■ EXTRACT TO READ
%%
15. INDEMNIFICATION. The Corporation will indemnify the Executive, to the
fullest extent permitted under Pennsylvania and federal law, with
respect to any threatened, pending or completed legal or regulatory
action, suit or proceeding brought against him by reason of the fact
that he is or was a director, officer, employee or agent of the
Corporation, or is or was serving at the request of the Corporation as
a director, officer, employee or agent of another person or entity. To
the fullest extent permitted by Pennsylvania and federal law, the
Corporation will, in advance of final disposition, pay any and all
expenses incurred by the Executive in connection with any threatened,
pending or completed legal or regulatory action, suit or proceeding
with respect to which he may be entitled to indemnification hereunder.
16. ENTIRE AGREEMENT. This Agreement supersedes any and all agreements,
either oral or in writing, between the parties with respect to the
employment of the Executive by the Bank and/or Corporation and this
Agreement contains all the covenants and agreements between the parties
with respect to employment.
17. SUCCESSORS; BINDING AGREEMENT.
%%
■ SUPPLIED ENTRIES
%%
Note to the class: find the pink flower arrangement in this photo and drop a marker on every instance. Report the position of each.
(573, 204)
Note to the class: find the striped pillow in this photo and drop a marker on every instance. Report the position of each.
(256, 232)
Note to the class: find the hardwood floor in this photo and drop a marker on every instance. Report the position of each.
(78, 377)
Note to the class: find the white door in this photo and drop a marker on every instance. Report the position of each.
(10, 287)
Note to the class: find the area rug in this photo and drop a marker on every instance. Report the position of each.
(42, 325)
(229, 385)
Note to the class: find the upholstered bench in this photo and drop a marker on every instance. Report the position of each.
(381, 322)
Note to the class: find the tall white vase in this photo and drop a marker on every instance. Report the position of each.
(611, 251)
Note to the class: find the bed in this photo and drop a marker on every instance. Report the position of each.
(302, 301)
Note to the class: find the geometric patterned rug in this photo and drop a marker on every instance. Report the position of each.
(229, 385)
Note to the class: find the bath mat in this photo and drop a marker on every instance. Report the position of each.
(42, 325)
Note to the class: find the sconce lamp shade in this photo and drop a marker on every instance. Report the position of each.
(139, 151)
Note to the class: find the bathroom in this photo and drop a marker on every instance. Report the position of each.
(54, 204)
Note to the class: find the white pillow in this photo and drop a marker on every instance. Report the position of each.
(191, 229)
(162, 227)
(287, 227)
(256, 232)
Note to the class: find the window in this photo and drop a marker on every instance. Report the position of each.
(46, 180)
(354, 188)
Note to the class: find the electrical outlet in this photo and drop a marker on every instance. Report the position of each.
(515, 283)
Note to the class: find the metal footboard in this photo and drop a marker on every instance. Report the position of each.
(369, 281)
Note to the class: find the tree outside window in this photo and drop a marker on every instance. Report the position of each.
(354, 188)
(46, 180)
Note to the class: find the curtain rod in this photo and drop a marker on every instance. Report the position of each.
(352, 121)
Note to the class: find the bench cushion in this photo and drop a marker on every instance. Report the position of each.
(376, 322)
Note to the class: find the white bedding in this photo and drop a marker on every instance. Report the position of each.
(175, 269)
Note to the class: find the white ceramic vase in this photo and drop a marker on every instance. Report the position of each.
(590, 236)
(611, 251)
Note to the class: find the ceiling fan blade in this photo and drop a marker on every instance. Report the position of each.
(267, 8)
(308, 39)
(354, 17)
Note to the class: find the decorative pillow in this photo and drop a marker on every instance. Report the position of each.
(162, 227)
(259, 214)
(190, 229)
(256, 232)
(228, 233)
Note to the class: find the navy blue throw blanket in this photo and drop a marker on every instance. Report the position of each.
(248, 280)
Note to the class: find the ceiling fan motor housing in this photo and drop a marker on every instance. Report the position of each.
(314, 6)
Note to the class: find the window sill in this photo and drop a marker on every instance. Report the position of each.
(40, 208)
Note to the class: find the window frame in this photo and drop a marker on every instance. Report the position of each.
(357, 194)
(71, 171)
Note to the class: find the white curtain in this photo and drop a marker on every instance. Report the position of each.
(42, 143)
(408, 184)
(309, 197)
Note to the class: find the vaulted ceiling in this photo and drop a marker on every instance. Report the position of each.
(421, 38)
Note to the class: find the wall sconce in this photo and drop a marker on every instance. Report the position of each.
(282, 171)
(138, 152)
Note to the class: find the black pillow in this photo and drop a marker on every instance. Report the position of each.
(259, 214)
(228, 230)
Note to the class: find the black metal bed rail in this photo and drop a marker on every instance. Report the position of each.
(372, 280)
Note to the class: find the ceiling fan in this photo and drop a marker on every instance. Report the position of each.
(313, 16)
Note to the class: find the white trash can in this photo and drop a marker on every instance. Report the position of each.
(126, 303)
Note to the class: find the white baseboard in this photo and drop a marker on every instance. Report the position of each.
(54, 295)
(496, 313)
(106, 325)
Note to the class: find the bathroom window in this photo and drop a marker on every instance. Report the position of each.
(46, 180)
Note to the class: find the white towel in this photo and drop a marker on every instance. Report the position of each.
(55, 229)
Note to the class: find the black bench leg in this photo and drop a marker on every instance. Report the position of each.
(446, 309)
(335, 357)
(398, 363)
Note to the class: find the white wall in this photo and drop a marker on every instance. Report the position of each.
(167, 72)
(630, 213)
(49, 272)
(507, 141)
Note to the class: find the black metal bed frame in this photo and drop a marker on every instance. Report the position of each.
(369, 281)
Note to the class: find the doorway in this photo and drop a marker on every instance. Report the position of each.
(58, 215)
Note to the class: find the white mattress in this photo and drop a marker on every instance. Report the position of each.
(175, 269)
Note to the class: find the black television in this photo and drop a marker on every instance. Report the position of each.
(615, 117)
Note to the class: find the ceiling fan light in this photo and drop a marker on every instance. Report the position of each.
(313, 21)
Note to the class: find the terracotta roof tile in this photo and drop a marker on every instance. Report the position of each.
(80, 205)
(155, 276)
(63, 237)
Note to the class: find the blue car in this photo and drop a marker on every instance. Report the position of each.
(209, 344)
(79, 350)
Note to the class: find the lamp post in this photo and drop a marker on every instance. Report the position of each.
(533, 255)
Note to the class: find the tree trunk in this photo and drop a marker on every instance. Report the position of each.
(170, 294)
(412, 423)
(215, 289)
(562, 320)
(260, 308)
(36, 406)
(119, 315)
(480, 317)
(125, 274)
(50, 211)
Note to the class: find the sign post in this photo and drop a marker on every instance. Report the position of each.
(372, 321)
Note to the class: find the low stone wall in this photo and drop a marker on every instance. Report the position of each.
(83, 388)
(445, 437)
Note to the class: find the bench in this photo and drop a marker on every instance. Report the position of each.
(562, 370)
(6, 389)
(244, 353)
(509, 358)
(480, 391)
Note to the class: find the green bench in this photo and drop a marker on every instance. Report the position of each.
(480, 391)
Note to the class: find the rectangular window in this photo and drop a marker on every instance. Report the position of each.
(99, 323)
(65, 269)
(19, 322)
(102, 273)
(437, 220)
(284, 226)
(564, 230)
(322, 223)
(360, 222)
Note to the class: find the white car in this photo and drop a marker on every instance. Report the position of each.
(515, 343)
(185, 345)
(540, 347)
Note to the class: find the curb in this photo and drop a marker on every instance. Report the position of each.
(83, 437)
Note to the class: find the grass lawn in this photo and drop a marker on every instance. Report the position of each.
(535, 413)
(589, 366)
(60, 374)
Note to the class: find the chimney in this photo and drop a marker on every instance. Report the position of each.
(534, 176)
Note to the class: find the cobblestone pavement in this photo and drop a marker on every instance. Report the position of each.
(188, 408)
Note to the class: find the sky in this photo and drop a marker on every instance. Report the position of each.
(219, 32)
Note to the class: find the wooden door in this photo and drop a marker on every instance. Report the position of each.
%%
■ ACTIONS TO TAKE
1 - Transcribe the stretch of the agreement extract from "16. ENTIRE AGREEMENT." through "respect to employment.".
2 - Rewrite the paragraph of the agreement extract that begins "15. INDEMNIFICATION." as a brief bulleted list that keeps its main facts.

■ RESPONSES FOR EACH TASK
1 -
16. ENTIRE AGREEMENT. This Agreement supersedes any and all agreements,
either oral or in writing, between the parties with respect to the
employment of the Executive by the Bank and/or Corporation and this
Agreement contains all the covenants and agreements between the parties
with respect to employment.

2 -
- The Corporation will indemnify the Executive to the fullest extent permitted under Pennsylvania and federal law.
- This covers any threatened, pending or completed legal or regulatory action, suit or proceeding brought against the Executive because of being, or having been, a director, officer, employee or agent of the Corporation.
- It also covers such actions arising from serving, at the Corporation's request, in one of those roles for another person or entity.
- To the same legal extent, the Corporation will pay the Executive's expenses for any such action in advance of final disposition, where the Executive may be entitled to indemnification.